§ PROBLEM 1:
Using the biography of Michael Dayton Hermann, answer these questions:
(a) From which high school did Hermann graduate, and in what year?
(b) How long is the video work Mixtape?
(c) Which publisher released Hermann's two books?
§ PROBLEM 2: From the biography of Michael Dayton Hermann, set down word for word the passage starting with "Michael Dayton Hermann is" and going on through "Director, Strategic Initiatives.".

*** DOCUMENT SEGMENT Section Begins ***

= Michael Dayton Hermann =

American artist and arts executive

Michael Dayton Hermann (2024). Photo by Daniil Lavrovski.

Michael Dayton Hermann is an American artist, arts professional, curator, and author based in New York City. He is known for his multidisciplinary practice and his work with The Andy Warhol Foundation for the Visual Arts, where he serves as Managing Director, Strategic Initiatives.

== Education ==
Hermann was raised in the Somerset section of Franklin Township, Somerset County, New Jersey and graduated in 1993 from Franklin High School. He earned a Bachelor of Fine Arts from Parsons School of Design, graduating with academic and departmental honors, and a Masters of Fine Arts degree at Hunter College, where he studied with Robert Morris and completed his thesis under the advisement of Nari Ward.

== Artistic Work ==
Hermann's artistic practice includes painting, video, sculpture, and mixed media. His work explores the human condition using themes of media saturation and the reinterpretation of cultural symbols. In 2024, he presented REconstituted, an exhibition that explored the tension between authenticity and fabrication in contemporary culture. His 40-minute video work Mixtape (2018/2023) examines collective media experiences and sensory nostalgia through fragmented visual narratives. In 2016, he created Flowers, a reimagining of the traditional still-life genre that sought to highlight historical subject matter using contemporary references. In 2017, Stations addressed the contemporary relevance of religious themes. His work has been exhibited internationally.

== Author ==
Hermann is the author of two books published by TASCHEN. Warhol on Basquiat (2020) documents the relationship between Andy Warhol and Jean-Michel Basquiat, including over 400 previously unpublished photographs and archival materials. Andy Warhol: Love, Sex, and Desire (2021) features a collection of Warhol's early drawings centered on intimacy and identity. These publications have been featured in outlets including The Guardian, Vanity Fair, and Vogue.

*** DOCUMENT SEGMENT Section Ends ***
*** INFORMATION Section Begins ***

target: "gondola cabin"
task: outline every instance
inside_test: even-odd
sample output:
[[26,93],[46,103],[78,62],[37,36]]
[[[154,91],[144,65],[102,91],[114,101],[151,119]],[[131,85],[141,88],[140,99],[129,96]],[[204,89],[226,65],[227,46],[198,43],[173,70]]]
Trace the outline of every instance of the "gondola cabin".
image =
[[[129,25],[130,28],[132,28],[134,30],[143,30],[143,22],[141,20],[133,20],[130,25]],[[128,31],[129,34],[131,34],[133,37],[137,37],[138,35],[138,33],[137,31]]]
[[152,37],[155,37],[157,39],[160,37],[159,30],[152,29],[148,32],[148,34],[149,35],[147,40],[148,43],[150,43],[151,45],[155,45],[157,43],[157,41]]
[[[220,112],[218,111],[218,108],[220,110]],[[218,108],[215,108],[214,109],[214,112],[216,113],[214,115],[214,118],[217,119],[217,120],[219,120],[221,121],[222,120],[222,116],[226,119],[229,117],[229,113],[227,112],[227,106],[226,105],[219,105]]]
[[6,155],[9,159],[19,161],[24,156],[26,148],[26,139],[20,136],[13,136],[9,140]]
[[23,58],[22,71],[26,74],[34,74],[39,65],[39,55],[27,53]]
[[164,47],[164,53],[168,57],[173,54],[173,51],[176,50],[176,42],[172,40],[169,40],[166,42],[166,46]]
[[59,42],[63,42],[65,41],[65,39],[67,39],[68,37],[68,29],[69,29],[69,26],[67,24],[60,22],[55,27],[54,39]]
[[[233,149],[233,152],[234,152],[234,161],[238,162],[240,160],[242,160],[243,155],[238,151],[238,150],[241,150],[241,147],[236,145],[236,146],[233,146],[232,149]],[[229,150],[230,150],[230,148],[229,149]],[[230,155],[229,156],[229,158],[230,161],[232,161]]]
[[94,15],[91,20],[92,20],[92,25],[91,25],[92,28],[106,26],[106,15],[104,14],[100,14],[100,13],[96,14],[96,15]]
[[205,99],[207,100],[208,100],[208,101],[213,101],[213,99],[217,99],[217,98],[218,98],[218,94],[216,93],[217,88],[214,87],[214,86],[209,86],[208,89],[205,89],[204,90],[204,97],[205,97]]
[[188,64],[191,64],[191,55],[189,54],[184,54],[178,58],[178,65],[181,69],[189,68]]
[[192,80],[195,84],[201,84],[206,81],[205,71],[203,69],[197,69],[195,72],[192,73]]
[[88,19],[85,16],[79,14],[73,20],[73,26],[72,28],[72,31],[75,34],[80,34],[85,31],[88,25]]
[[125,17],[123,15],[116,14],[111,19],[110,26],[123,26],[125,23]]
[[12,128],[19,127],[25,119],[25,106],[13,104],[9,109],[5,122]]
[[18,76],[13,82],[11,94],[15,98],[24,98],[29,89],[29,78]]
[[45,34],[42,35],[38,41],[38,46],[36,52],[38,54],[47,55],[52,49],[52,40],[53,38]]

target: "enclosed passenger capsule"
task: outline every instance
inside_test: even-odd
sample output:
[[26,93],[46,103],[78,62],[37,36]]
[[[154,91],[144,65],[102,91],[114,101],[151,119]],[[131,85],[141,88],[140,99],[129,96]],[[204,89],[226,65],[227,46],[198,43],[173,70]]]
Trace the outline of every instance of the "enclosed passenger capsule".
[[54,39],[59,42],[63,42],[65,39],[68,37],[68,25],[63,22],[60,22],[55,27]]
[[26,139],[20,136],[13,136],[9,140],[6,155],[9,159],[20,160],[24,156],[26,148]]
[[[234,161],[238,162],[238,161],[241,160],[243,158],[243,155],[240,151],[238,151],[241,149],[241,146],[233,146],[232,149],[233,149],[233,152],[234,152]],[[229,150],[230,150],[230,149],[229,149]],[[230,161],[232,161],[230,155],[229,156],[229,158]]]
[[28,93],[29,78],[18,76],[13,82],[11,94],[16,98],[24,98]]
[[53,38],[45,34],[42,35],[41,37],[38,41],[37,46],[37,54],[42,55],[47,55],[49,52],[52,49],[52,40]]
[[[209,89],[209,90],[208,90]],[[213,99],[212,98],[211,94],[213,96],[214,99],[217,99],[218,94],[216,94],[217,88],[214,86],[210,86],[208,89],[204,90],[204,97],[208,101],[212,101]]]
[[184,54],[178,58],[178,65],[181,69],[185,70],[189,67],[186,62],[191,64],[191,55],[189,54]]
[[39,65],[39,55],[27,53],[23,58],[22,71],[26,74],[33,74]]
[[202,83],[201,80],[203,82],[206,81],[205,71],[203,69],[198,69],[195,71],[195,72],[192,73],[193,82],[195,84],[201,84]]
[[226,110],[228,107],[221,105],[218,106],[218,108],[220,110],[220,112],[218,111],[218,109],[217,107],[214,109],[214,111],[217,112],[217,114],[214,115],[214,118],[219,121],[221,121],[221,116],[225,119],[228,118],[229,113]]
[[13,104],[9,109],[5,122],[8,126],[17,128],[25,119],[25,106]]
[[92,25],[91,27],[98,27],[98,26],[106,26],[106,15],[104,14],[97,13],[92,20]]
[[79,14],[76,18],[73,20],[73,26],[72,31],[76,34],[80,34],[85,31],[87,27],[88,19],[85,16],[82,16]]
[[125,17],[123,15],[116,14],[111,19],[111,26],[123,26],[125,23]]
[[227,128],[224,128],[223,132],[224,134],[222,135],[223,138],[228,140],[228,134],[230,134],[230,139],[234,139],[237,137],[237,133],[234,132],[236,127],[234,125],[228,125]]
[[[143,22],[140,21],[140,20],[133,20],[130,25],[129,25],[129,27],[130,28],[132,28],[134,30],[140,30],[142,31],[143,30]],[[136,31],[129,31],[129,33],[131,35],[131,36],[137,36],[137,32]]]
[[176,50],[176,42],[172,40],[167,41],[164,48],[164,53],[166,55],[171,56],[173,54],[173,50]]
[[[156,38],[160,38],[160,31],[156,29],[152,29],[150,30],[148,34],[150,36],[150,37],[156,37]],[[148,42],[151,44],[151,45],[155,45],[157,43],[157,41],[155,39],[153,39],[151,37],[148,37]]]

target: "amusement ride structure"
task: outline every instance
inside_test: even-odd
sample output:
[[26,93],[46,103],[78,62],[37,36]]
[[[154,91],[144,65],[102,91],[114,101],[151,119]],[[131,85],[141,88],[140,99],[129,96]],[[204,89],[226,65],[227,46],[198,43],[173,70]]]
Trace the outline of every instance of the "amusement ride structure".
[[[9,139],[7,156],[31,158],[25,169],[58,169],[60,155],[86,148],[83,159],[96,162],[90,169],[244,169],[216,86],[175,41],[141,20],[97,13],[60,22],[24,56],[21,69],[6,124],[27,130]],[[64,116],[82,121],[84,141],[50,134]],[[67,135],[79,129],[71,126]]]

*** INFORMATION Section Ends ***
*** INFORMATION Section Begins ***

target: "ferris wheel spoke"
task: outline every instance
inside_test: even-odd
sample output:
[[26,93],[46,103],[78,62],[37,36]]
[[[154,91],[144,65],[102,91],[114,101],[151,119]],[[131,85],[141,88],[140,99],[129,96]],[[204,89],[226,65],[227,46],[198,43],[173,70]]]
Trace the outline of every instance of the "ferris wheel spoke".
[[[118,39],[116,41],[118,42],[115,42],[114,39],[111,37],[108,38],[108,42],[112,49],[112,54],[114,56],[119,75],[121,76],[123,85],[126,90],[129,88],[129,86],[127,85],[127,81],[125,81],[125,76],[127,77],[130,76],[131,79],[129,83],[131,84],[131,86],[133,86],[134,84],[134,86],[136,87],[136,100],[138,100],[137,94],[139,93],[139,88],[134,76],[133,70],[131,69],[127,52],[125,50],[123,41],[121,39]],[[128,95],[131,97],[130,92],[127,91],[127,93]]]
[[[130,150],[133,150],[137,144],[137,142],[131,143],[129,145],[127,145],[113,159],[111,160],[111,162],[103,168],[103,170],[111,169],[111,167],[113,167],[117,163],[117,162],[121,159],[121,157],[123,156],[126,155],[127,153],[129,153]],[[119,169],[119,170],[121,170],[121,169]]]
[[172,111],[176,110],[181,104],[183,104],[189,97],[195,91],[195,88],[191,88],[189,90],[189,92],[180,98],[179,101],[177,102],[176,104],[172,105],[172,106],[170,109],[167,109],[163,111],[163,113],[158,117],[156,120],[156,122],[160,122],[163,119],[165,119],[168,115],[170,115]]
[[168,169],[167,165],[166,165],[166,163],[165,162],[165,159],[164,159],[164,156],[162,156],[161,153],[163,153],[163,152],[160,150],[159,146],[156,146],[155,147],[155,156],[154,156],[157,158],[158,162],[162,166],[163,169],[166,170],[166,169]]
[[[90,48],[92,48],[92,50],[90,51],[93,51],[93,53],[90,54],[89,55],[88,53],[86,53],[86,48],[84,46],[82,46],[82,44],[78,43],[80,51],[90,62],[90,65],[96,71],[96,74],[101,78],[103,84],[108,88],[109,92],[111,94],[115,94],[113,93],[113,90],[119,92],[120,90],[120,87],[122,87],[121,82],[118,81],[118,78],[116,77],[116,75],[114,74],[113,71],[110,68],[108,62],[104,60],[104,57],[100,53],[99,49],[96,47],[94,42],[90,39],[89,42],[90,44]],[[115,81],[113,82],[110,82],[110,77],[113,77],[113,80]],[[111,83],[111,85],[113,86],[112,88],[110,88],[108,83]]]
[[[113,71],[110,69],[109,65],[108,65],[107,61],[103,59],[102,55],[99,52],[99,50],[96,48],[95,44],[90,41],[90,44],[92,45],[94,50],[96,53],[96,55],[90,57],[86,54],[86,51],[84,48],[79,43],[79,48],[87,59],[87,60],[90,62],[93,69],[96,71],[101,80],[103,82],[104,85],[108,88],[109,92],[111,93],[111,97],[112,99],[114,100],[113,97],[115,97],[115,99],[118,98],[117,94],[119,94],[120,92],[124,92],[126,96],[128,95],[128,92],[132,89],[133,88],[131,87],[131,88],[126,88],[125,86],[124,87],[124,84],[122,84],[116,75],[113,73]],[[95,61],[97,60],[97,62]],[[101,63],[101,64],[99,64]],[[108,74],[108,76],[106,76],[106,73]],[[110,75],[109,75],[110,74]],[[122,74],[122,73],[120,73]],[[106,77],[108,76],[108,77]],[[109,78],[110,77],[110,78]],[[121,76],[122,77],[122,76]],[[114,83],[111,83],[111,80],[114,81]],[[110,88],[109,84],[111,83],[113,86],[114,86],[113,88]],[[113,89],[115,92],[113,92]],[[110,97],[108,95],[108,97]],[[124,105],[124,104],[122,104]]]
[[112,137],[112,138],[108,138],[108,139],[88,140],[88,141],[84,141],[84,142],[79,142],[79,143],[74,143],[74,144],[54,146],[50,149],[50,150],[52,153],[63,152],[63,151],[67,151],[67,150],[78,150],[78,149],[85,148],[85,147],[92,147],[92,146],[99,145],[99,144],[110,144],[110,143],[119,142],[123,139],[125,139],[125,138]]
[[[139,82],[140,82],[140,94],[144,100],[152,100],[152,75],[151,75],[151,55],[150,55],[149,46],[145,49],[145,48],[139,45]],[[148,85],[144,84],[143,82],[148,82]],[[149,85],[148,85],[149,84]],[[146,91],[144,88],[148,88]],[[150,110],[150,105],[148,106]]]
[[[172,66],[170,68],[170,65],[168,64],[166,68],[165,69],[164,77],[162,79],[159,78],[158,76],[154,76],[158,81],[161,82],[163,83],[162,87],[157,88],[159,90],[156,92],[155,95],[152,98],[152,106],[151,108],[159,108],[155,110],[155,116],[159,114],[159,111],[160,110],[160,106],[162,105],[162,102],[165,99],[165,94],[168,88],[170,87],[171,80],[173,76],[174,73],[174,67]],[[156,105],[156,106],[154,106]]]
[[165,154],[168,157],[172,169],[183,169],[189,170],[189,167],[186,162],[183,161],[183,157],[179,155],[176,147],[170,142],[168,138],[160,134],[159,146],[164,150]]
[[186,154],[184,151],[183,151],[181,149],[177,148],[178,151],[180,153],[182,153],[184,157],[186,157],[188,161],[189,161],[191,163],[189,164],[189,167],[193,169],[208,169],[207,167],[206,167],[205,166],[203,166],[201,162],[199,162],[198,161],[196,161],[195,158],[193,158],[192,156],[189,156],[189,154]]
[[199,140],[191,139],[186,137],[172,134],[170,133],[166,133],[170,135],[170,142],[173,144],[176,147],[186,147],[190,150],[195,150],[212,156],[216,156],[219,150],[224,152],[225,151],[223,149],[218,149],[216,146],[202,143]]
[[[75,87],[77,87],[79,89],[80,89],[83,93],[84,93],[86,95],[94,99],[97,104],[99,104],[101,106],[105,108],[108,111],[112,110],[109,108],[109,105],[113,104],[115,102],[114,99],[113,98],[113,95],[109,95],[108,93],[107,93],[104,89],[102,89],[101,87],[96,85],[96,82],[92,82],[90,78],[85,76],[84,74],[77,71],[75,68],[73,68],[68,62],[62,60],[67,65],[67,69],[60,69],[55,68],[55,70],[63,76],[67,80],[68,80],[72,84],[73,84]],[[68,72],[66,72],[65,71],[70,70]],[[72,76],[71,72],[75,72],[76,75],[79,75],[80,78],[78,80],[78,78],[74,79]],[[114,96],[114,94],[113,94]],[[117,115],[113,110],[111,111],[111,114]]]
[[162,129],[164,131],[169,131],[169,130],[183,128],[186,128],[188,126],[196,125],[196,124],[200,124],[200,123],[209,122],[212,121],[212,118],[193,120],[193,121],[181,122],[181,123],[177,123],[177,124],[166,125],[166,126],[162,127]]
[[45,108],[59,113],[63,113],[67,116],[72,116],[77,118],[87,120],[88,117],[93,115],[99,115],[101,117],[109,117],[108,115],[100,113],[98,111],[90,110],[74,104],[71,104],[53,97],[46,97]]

*** INFORMATION Section Ends ***
*** INFORMATION Section Begins ***

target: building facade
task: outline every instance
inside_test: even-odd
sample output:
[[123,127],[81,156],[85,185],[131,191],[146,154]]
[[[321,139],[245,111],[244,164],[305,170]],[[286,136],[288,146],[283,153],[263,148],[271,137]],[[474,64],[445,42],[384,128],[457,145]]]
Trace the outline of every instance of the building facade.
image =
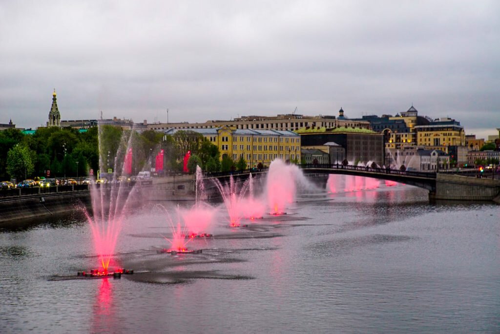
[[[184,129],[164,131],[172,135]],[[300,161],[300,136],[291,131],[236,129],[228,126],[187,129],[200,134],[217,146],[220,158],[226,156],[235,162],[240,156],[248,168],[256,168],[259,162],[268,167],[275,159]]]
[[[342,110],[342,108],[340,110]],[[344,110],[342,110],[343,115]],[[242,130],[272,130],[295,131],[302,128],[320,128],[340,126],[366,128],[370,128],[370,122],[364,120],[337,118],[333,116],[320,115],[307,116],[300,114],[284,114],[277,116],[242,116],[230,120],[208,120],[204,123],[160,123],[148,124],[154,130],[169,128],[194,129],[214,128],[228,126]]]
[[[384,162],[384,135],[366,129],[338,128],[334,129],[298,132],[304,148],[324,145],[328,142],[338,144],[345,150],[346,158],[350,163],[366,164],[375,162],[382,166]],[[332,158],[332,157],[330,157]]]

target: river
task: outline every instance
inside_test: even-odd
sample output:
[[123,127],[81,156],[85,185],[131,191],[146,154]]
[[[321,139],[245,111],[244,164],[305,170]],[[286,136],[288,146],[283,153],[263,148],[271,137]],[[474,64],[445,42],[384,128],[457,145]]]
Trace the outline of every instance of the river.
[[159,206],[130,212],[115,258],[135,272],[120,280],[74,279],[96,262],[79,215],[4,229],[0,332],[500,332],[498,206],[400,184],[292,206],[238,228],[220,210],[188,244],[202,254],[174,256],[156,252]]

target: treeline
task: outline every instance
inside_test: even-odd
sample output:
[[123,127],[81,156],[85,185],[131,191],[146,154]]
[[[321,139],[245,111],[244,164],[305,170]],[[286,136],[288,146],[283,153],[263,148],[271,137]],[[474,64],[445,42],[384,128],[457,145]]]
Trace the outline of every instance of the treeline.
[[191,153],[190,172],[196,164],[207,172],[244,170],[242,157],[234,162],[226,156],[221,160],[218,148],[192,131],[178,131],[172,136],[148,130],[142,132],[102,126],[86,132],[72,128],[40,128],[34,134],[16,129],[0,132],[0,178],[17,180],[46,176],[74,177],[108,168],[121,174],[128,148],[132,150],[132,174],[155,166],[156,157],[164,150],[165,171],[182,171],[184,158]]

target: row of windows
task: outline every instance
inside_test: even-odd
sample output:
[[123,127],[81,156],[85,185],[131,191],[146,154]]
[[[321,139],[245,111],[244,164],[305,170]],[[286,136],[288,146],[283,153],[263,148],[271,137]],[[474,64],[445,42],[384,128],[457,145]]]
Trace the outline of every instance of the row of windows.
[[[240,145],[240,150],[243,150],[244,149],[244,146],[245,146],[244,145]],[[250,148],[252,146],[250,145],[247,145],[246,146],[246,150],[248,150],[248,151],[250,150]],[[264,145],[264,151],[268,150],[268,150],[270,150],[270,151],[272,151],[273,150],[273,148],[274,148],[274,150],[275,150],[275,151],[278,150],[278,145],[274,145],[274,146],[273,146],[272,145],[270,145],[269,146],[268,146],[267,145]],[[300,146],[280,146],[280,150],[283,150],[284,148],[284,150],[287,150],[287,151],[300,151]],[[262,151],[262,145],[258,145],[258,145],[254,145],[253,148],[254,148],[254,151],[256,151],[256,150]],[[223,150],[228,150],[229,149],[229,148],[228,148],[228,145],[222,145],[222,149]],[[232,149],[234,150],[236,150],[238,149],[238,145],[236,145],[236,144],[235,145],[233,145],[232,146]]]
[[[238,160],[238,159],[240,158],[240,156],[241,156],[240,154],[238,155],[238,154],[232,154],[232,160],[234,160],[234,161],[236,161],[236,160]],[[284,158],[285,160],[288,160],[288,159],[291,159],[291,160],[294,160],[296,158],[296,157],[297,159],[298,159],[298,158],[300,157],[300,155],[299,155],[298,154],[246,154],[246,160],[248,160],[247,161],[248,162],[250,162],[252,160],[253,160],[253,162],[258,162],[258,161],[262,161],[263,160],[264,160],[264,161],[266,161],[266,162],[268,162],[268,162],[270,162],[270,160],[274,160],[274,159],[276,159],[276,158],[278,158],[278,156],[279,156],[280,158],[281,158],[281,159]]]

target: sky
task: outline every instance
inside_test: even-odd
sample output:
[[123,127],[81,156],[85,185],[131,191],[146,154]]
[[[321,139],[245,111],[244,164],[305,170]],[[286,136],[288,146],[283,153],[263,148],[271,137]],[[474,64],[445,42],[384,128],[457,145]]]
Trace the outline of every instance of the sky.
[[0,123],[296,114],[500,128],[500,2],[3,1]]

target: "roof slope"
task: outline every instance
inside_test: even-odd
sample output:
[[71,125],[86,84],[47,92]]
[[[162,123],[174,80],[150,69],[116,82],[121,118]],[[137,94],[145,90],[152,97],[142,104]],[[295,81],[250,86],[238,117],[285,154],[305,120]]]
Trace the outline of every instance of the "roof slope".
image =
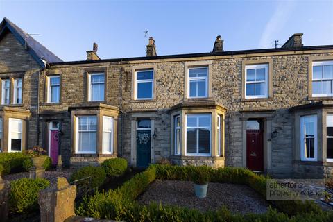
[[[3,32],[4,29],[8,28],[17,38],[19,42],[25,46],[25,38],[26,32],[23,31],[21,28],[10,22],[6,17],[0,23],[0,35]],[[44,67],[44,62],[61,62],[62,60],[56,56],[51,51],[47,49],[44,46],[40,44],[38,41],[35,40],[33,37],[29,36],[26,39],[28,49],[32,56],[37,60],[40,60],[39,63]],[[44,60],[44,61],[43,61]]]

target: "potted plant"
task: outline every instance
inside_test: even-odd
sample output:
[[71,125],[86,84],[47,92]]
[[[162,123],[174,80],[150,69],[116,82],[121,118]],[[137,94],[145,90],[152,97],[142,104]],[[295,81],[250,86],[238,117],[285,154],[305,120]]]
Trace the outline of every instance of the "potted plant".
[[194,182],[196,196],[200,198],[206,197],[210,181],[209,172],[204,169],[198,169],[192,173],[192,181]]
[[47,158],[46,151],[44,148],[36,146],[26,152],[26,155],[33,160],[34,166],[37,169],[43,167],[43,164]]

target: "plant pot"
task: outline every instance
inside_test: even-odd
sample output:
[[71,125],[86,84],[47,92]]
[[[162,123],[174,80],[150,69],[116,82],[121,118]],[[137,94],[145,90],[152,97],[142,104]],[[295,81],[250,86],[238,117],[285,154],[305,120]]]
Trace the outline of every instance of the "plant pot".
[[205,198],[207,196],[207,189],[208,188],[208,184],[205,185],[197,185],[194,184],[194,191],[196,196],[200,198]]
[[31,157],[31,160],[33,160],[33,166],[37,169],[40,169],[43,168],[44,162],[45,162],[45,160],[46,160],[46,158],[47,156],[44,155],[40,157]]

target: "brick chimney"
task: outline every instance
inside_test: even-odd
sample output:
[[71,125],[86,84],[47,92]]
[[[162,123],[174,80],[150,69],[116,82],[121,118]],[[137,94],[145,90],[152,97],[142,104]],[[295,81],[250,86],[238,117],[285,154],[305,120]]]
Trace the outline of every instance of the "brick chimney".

*** INFORMATION Section Ends ***

§ SOLUTION 1:
(a) Franklin High School, in 1993.
(b) 40 minutes.
(c) TASCHEN.

§ SOLUTION 2:
Michael Dayton Hermann is an American artist, arts professional, curator, and author based in New York City. He is known for his multidisciplinary practice and his work with The Andy Warhol Foundation for the Visual Arts, where he serves as Managing Director, Strategic Initiatives.